* _WHAT NEEDS TO BE DONE_: Look through the data below for the line with "For every instance of the dirt" and the line with "For every instance of the red", then output those two and all lines in between, exactly as written.

[Referring expression pointing data]
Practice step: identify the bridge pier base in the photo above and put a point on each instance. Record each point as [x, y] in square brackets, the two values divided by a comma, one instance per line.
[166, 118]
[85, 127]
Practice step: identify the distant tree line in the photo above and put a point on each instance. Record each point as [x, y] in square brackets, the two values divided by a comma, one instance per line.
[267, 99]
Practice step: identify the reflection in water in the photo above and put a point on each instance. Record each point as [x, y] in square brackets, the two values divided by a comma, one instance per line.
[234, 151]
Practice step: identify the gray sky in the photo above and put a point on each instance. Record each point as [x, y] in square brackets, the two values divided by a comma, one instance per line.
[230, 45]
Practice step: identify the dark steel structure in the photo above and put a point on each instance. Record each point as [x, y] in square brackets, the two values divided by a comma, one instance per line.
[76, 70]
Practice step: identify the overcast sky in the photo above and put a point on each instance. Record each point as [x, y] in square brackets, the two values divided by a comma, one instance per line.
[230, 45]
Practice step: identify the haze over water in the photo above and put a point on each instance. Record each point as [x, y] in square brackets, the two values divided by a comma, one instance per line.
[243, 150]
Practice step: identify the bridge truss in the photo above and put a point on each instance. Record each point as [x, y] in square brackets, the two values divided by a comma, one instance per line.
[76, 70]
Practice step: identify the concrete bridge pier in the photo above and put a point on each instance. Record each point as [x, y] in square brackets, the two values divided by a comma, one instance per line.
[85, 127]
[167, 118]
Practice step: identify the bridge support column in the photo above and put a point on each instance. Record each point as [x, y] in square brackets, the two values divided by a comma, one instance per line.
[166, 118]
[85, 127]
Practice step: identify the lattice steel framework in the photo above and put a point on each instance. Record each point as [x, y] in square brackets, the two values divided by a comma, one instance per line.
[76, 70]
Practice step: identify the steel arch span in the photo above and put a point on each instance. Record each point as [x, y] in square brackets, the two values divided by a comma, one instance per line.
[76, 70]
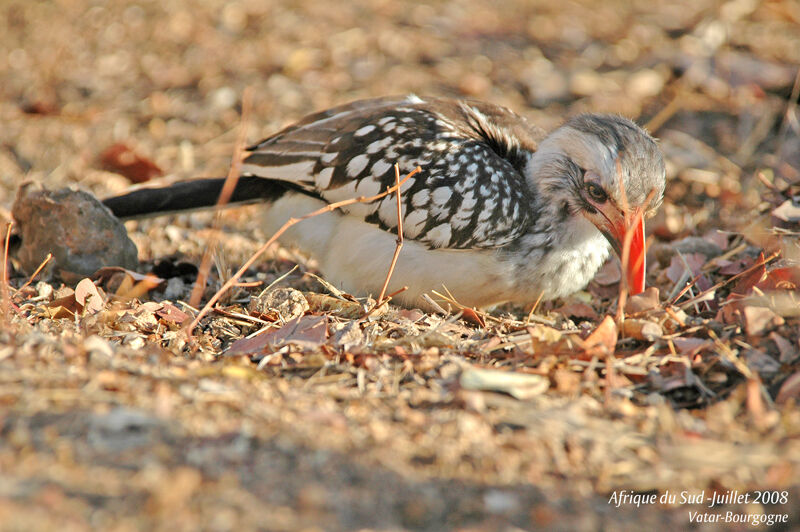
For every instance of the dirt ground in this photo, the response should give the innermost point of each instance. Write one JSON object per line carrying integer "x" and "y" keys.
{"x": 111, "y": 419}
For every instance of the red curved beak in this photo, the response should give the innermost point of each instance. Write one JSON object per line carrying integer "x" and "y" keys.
...
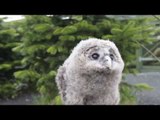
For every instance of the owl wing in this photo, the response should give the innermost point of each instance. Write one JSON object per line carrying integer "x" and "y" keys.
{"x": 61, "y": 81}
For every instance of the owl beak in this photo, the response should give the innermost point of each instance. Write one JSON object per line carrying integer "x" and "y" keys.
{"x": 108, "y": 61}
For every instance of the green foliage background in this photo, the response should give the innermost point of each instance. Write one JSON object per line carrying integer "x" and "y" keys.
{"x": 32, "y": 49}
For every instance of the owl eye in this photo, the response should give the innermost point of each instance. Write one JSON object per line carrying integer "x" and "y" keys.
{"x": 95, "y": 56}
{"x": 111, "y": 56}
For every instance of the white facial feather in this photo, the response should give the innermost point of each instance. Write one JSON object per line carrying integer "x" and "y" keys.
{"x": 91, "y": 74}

* _RESULT OF THIS EXERCISE_:
For every instance of the dirt ground in this photo, the response should give the innermost point of each instance. Write one JSON object per line carrying integer "x" and "y" keys.
{"x": 111, "y": 419}
For every instance of the red curved beak in this photo, the response should give the innermost point of each instance. Write one JSON object per line carrying integer "x" and "y" keys.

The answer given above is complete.